§ **Records shown**
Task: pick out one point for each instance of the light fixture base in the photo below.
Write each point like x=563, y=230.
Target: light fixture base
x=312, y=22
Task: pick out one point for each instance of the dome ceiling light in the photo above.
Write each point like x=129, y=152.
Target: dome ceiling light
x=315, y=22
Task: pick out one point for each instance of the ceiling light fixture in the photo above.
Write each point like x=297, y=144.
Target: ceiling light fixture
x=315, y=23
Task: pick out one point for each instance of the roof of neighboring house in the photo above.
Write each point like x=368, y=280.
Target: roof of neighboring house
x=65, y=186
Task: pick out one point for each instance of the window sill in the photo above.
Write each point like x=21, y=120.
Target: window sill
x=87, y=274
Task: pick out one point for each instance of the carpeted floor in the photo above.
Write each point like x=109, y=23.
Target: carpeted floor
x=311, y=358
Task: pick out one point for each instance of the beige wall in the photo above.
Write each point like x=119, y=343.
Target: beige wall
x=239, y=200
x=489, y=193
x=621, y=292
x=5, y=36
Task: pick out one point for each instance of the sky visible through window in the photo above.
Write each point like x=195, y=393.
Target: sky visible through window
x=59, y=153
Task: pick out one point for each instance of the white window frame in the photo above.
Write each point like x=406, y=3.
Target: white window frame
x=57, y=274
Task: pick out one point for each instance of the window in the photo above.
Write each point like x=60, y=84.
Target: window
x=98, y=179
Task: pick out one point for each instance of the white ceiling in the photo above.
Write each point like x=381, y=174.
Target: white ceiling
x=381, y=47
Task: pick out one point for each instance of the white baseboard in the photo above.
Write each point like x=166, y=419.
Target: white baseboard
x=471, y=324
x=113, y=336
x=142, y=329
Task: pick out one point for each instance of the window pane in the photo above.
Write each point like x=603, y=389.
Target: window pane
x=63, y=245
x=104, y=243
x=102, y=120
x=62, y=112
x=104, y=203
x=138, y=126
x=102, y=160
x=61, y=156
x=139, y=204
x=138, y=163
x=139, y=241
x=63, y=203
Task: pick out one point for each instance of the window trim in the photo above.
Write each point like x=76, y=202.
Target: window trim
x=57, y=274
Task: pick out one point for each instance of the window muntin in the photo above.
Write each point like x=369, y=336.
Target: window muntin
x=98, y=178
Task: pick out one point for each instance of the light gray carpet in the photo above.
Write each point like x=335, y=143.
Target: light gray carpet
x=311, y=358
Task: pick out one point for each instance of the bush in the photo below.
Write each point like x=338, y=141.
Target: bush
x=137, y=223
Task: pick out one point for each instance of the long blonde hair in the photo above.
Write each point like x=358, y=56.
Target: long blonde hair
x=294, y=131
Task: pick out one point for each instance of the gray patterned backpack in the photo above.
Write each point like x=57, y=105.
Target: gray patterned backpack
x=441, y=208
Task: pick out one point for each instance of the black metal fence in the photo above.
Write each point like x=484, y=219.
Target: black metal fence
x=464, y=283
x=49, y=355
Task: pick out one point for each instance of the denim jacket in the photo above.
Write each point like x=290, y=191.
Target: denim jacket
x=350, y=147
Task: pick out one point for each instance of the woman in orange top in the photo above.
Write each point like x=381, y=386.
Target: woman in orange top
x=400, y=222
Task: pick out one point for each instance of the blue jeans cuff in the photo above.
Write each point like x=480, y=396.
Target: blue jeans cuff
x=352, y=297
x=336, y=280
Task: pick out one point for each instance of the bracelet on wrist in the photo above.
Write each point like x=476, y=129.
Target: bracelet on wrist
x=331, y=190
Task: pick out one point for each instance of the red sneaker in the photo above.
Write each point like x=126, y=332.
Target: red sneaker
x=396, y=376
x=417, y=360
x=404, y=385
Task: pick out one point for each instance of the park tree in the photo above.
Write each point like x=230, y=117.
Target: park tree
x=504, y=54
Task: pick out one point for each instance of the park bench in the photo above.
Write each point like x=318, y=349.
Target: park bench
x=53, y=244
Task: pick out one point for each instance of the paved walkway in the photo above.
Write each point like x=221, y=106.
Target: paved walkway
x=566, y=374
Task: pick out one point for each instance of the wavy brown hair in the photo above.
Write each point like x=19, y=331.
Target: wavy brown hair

§ **Given problem**
Write out again, exactly, the lines from the one holding "Task: pick out one point for each instance of the denim" through the end of the listing, with both ends included.

§ **Result of the task**
Task: pick out one point for each instance of the denim jacket in the photo above.
Write each point like x=290, y=191.
Target: denim jacket
x=350, y=147
Task: pick out one point for each instance of the woman in orange top in the photo above.
Write each point like x=381, y=386.
Target: woman in orange top
x=400, y=222
Task: pick out one point for each instance of the blue jeans cuff in the photo above.
Write each point like x=480, y=396.
Target: blue jeans cuff
x=352, y=297
x=336, y=280
Task: pick out one point for each instance of the bracelet on wrist in the photo above.
Write each point like x=476, y=129.
Target: bracelet on wrist
x=331, y=190
Task: pick out one point for each instance of the red sneaker in the photo above.
Write each point like x=126, y=332.
Target: red sneaker
x=396, y=376
x=417, y=360
x=404, y=385
Task: pick out one point for each instance of the park tree in the photo above.
Write each point like x=230, y=117.
Target: park tree
x=504, y=54
Task: pick out one point for each instance of the park bench in the photo above.
Write each point like x=318, y=349.
Target: park bench
x=53, y=244
Task: pick out one point for each instance of the paved walkway in the photo above.
Write each point like x=221, y=106.
Target: paved walkway
x=566, y=374
Task: pick out one point for each instance of the wavy brown hair in the photo above.
Write each point like x=19, y=331.
Target: wavy brown hair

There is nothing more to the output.